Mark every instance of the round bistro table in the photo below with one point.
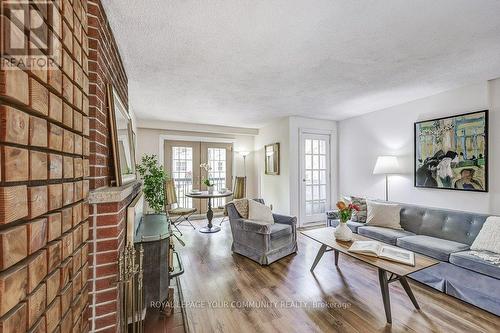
(210, 214)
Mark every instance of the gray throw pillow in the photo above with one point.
(363, 210)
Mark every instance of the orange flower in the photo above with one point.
(341, 205)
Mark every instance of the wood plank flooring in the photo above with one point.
(225, 292)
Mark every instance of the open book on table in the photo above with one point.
(377, 249)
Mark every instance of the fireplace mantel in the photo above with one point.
(114, 194)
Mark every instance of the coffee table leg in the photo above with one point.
(384, 288)
(210, 215)
(406, 287)
(321, 251)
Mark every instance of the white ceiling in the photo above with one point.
(245, 62)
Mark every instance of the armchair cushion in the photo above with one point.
(259, 212)
(255, 227)
(279, 230)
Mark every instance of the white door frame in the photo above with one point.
(163, 137)
(330, 186)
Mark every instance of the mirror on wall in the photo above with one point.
(272, 163)
(123, 142)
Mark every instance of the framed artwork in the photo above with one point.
(272, 155)
(122, 139)
(452, 152)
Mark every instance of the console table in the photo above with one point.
(210, 214)
(161, 261)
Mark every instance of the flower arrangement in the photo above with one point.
(207, 168)
(345, 210)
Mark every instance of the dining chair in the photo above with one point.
(180, 214)
(240, 190)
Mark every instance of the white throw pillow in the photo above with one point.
(383, 215)
(259, 212)
(488, 238)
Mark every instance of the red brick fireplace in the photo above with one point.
(107, 204)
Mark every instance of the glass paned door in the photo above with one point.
(182, 163)
(220, 158)
(315, 170)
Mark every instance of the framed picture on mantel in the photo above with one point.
(272, 155)
(452, 152)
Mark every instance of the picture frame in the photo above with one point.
(272, 159)
(451, 153)
(122, 140)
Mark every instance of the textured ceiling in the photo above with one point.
(246, 62)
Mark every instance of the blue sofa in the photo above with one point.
(445, 235)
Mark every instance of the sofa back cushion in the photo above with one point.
(457, 226)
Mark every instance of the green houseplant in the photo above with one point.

-- WHAT YOU WILL DO --
Copy out all of the entries above with "photo" replaced by "image" and everything else left the same. Leave the pictures out of your answer.

-- RESPONSE --
Mark every instance of the round bistro table in the image below with one point.
(210, 214)
Mark every instance of the gray throw pillow in the image above with one point.
(363, 210)
Mark every instance of the orange flower in the image above with one point.
(341, 205)
Mark every instance of the wood plank flooring in the image above with one point.
(225, 292)
Mark every instance of the open book on table in the image above with one point.
(377, 249)
Mark every instance of the fireplace mantel in the image above with one point.
(114, 194)
Mark every instance of the coffee table leg in the image above with one point.
(384, 288)
(210, 215)
(406, 287)
(321, 251)
Mark every instance of the white ceiling in the image above with one point.
(245, 62)
Mark every instance of the armchair cushion in the image above with one point.
(259, 212)
(255, 227)
(279, 230)
Mark every instance of the white door frame in the image above with one point.
(163, 137)
(330, 186)
Mark every instance of the mirror on wall in the image above with one point.
(272, 163)
(123, 142)
Mark every instance of the framed artwork in the image above with one point.
(272, 155)
(122, 139)
(452, 152)
Mark every instance of the console table in the image above with one point.
(210, 214)
(161, 261)
Mark every instance of the flower arrangement in the image above with one point.
(207, 168)
(345, 210)
Mark every instance of the dining chair in the image above with one point.
(180, 214)
(240, 190)
Mark every instance of the white throw pillow in the image above with one point.
(383, 215)
(259, 212)
(488, 238)
Mark every instance of the red brick fireplace in the image above with one point.
(107, 204)
Mark every instance of the glass paned door in the image above with one point.
(182, 163)
(220, 158)
(315, 170)
Mark every instance of the framed picture on mantel in the image above with one point.
(272, 155)
(452, 152)
Mark every instance of the picture frame in the image above with one point.
(272, 159)
(451, 153)
(122, 140)
Mark every instance of the textured ceiling in the image above with one point.
(246, 62)
Mark every instance of the blue sofa in the image above with one point.
(445, 235)
Mark every instance of the sofa back cushion in the image above with one point.
(457, 226)
Mark every instance of the green houseplant in the image above with one point.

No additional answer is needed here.